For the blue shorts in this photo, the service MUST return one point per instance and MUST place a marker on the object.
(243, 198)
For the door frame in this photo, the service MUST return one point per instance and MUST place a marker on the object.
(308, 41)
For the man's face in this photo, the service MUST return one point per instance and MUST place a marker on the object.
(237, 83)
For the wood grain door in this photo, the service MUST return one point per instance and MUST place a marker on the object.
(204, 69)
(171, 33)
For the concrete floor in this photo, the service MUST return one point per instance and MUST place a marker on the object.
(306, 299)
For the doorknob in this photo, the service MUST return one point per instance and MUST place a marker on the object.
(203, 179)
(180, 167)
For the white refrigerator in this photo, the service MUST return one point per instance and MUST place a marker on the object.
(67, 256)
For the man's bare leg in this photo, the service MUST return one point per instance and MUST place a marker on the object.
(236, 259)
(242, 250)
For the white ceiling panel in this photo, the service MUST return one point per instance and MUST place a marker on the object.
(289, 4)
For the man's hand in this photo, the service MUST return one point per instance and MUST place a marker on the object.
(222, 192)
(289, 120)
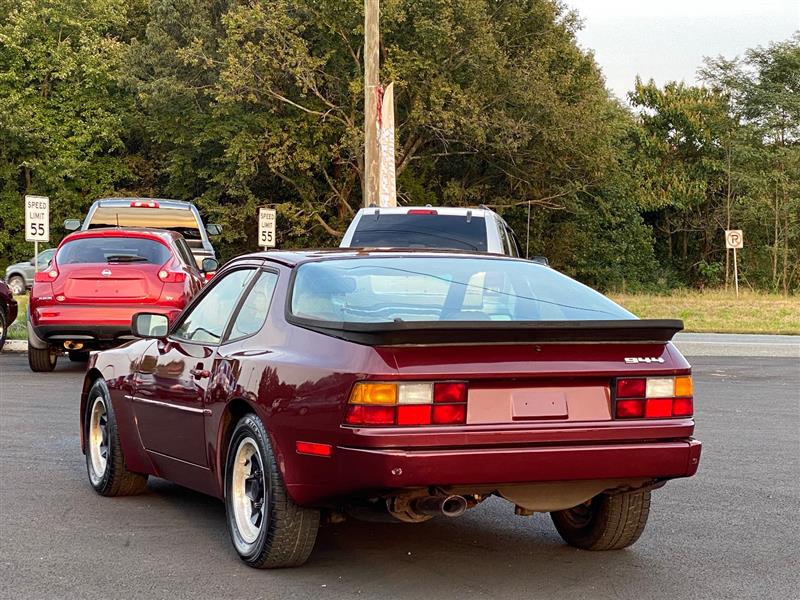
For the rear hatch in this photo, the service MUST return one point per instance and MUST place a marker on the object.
(110, 269)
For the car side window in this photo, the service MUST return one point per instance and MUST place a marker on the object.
(504, 238)
(253, 313)
(205, 323)
(185, 254)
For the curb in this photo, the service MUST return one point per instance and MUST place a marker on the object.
(16, 346)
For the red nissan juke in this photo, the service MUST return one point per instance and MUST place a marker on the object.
(95, 283)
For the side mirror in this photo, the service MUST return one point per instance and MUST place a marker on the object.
(209, 265)
(150, 325)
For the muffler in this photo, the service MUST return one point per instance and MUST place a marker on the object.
(449, 506)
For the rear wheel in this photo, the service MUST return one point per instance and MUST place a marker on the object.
(41, 360)
(604, 522)
(105, 462)
(268, 530)
(17, 285)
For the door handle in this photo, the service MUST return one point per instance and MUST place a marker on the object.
(200, 373)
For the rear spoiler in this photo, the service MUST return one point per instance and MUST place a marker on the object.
(488, 332)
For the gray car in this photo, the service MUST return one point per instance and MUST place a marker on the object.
(19, 276)
(152, 213)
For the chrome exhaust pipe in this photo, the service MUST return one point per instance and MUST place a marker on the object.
(449, 506)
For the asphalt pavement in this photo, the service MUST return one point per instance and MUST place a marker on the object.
(732, 531)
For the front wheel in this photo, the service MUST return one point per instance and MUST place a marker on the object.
(41, 360)
(268, 530)
(604, 522)
(105, 462)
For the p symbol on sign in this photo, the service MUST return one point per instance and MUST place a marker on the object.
(734, 239)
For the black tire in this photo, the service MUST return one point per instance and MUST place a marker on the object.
(3, 329)
(17, 285)
(282, 534)
(113, 477)
(605, 522)
(41, 360)
(79, 355)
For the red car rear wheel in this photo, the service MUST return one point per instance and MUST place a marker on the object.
(604, 522)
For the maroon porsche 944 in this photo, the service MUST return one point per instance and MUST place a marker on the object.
(394, 384)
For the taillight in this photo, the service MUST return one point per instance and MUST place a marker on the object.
(171, 276)
(46, 276)
(653, 397)
(407, 404)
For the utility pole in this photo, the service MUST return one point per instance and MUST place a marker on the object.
(371, 82)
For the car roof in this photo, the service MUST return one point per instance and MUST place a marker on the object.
(139, 232)
(126, 202)
(292, 258)
(480, 211)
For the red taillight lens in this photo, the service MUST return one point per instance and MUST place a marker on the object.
(631, 388)
(414, 414)
(655, 408)
(314, 448)
(449, 414)
(407, 403)
(449, 392)
(630, 409)
(171, 276)
(682, 407)
(654, 397)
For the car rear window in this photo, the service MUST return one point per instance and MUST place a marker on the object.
(420, 231)
(113, 250)
(425, 288)
(173, 219)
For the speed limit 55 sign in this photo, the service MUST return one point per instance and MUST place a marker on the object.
(37, 219)
(266, 227)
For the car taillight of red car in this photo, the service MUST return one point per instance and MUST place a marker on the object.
(407, 404)
(653, 397)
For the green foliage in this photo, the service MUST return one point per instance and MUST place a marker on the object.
(236, 105)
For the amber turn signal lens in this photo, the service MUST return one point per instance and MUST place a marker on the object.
(384, 394)
(683, 386)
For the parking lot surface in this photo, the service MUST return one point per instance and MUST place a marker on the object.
(732, 531)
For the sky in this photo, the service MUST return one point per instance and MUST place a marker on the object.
(667, 41)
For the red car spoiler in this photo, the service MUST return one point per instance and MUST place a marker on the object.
(486, 332)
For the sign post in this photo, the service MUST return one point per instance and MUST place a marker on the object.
(267, 218)
(37, 223)
(734, 240)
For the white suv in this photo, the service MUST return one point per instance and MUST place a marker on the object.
(472, 229)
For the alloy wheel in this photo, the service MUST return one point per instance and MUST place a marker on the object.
(249, 490)
(98, 440)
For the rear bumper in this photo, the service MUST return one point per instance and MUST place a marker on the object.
(11, 312)
(361, 470)
(99, 326)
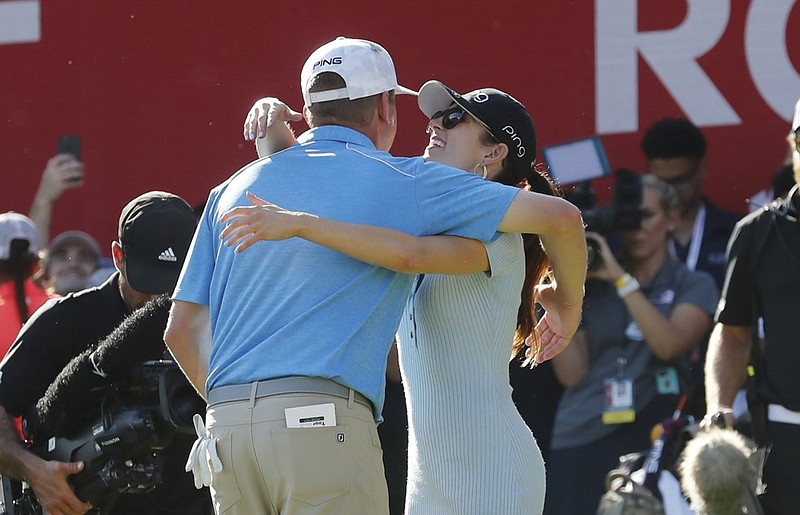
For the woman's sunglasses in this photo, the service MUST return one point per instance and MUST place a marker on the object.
(450, 117)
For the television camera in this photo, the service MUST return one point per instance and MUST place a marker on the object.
(122, 447)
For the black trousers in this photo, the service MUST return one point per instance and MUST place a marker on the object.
(782, 470)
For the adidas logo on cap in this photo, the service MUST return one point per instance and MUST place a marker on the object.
(168, 255)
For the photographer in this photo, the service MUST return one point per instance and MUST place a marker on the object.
(625, 369)
(155, 231)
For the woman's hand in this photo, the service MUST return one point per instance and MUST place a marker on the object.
(264, 113)
(559, 323)
(262, 221)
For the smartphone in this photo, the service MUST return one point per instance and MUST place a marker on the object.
(576, 161)
(70, 144)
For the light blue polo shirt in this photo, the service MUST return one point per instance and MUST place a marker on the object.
(296, 308)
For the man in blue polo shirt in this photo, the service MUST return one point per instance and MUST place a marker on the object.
(296, 335)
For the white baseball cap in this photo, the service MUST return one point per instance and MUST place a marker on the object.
(14, 226)
(366, 67)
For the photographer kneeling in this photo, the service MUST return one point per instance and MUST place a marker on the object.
(627, 365)
(155, 230)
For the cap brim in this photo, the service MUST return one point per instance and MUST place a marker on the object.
(146, 278)
(796, 120)
(402, 90)
(434, 96)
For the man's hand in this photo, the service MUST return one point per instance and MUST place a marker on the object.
(261, 221)
(61, 173)
(717, 416)
(264, 113)
(49, 482)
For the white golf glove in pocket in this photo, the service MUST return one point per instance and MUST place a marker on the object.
(203, 457)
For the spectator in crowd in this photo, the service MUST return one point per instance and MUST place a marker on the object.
(353, 120)
(19, 295)
(626, 368)
(492, 440)
(71, 259)
(761, 281)
(63, 172)
(155, 230)
(676, 152)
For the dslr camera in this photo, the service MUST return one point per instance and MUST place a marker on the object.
(577, 163)
(622, 214)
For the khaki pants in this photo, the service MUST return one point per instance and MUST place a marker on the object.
(271, 469)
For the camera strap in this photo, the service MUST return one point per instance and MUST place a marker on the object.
(695, 243)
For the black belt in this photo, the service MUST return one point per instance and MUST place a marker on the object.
(284, 385)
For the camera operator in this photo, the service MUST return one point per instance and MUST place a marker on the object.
(155, 230)
(626, 367)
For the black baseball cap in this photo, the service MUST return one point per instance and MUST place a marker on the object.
(155, 230)
(502, 115)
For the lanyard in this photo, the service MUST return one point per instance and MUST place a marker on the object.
(697, 240)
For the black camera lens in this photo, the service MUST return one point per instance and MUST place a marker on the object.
(593, 258)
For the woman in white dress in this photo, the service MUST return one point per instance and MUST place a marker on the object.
(470, 452)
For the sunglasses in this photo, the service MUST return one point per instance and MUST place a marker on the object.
(684, 179)
(450, 117)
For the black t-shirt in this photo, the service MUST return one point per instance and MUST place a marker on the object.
(717, 231)
(56, 333)
(767, 288)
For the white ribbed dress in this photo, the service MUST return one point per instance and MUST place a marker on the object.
(470, 452)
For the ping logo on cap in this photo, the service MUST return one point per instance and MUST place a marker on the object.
(327, 62)
(515, 139)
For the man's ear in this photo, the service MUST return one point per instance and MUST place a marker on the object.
(386, 109)
(496, 155)
(117, 255)
(702, 168)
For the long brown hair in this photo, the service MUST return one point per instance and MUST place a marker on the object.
(537, 265)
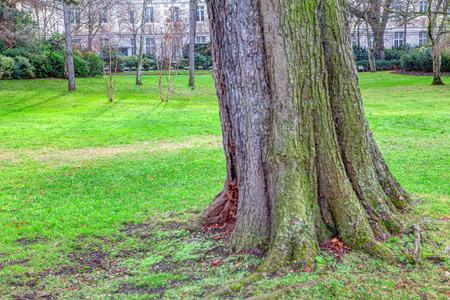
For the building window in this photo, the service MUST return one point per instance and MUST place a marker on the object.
(398, 7)
(150, 46)
(423, 6)
(201, 40)
(398, 39)
(423, 38)
(176, 14)
(74, 16)
(76, 43)
(103, 17)
(201, 14)
(149, 15)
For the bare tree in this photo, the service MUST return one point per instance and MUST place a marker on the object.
(141, 44)
(437, 14)
(192, 30)
(69, 52)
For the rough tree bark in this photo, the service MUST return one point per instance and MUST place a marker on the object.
(69, 52)
(302, 164)
(192, 29)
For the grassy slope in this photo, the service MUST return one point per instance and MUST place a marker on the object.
(76, 171)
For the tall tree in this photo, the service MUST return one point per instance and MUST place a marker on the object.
(192, 29)
(302, 164)
(141, 44)
(69, 51)
(437, 14)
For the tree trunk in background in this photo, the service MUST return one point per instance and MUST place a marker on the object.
(302, 165)
(141, 45)
(69, 51)
(370, 49)
(192, 29)
(436, 51)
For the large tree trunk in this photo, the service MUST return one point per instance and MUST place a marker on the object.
(436, 52)
(192, 29)
(302, 165)
(69, 52)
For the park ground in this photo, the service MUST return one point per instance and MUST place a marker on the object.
(92, 195)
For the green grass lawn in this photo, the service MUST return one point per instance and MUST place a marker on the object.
(91, 192)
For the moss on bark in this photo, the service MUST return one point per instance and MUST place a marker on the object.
(297, 142)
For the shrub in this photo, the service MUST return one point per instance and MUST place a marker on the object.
(95, 63)
(390, 54)
(41, 65)
(6, 67)
(381, 65)
(3, 48)
(420, 60)
(384, 65)
(56, 61)
(202, 60)
(23, 68)
(81, 66)
(360, 53)
(132, 61)
(24, 52)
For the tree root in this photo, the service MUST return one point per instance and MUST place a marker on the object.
(281, 292)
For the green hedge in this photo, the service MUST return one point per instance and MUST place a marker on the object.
(422, 60)
(7, 67)
(23, 69)
(381, 65)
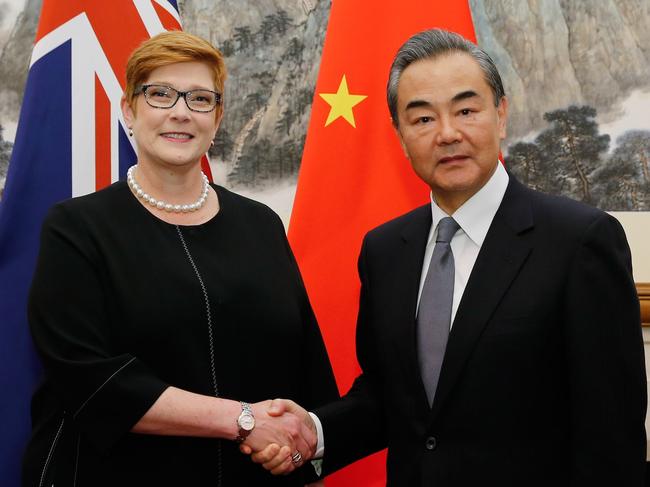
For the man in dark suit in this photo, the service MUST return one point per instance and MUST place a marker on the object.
(508, 351)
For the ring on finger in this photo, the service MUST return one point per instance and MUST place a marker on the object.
(296, 458)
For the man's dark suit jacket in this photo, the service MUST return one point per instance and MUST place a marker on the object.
(543, 381)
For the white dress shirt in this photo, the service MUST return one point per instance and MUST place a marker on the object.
(474, 218)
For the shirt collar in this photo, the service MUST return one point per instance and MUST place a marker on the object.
(475, 215)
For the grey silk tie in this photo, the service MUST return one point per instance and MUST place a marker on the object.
(434, 312)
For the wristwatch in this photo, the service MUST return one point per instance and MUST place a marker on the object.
(245, 422)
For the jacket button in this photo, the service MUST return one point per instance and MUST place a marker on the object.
(431, 443)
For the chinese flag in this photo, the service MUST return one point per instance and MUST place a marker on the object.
(354, 175)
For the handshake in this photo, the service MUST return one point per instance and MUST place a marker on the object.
(284, 436)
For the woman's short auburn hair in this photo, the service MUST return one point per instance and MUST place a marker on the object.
(169, 48)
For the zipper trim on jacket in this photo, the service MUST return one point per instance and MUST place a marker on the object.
(49, 454)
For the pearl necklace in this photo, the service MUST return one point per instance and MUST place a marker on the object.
(161, 205)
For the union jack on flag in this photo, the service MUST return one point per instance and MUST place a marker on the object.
(70, 141)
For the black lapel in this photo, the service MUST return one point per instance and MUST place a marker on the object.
(505, 249)
(414, 237)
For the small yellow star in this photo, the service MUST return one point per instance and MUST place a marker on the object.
(341, 103)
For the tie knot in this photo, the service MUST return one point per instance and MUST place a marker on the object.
(447, 227)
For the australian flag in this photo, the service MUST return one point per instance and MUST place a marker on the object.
(70, 141)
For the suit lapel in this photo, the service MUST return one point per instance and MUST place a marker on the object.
(505, 249)
(414, 237)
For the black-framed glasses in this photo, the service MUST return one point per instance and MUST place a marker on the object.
(161, 96)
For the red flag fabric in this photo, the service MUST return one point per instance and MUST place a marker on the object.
(354, 175)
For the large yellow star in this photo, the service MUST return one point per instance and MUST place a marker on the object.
(341, 103)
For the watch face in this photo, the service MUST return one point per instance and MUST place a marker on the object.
(246, 422)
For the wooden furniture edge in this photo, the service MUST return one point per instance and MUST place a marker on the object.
(643, 290)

■ **Your objective**
Return exactly the lines from the line bearing "For the woman's short" to the end of the records, inclusive of both; include no other lines.

■ **Task output**
For the woman's short auburn hair in this photo, the service MUST return one point per instance and MUST place a marker on the object.
(169, 48)
For the zipper trim on jacket in this photo, the service MUST return one point per instance and MUST place a marker on the object.
(49, 454)
For the pearl necklace in this photo, the service MUST return one point per instance and MUST place a marker on the object.
(161, 205)
For the union jack on flag in this photo, the service MUST return one point per instance and MUST place a marker on the object.
(70, 141)
For the black lapel in this photo, the service MUST return one point per instance and MUST place a marker on the object.
(505, 249)
(414, 237)
For the small yellow star in this photo, the service MUST return one point per instance and MUST place a marker on the object.
(341, 103)
For the tie knot in this photo, the service MUST return one point per instance and MUST place a marker on the object.
(447, 227)
For the australian flag in this photo, the service MUST return one point per instance and MUST place a marker on the object.
(70, 141)
For the suit lapel in this photo, the service MUST return one point per instance and MUST place a marker on the object.
(505, 249)
(414, 237)
For the black-framed glasses in this photo, the service MUST return one point per instance and MUST place a marker on the object.
(161, 96)
For the red flag fabric in this photo, the service MUST return one point per instance and MUST place a marker on the object.
(354, 175)
For the large yellow star in this photo, the service MUST return one point per instance and MUST place a marker on the object.
(341, 103)
For the watch face in this photo, the service MUST return one point per instance and MUST place a marker on the object.
(246, 422)
For the wooden furniture edge in this photo, the service MUST return one point per instance and MUST place a marker on the object.
(643, 290)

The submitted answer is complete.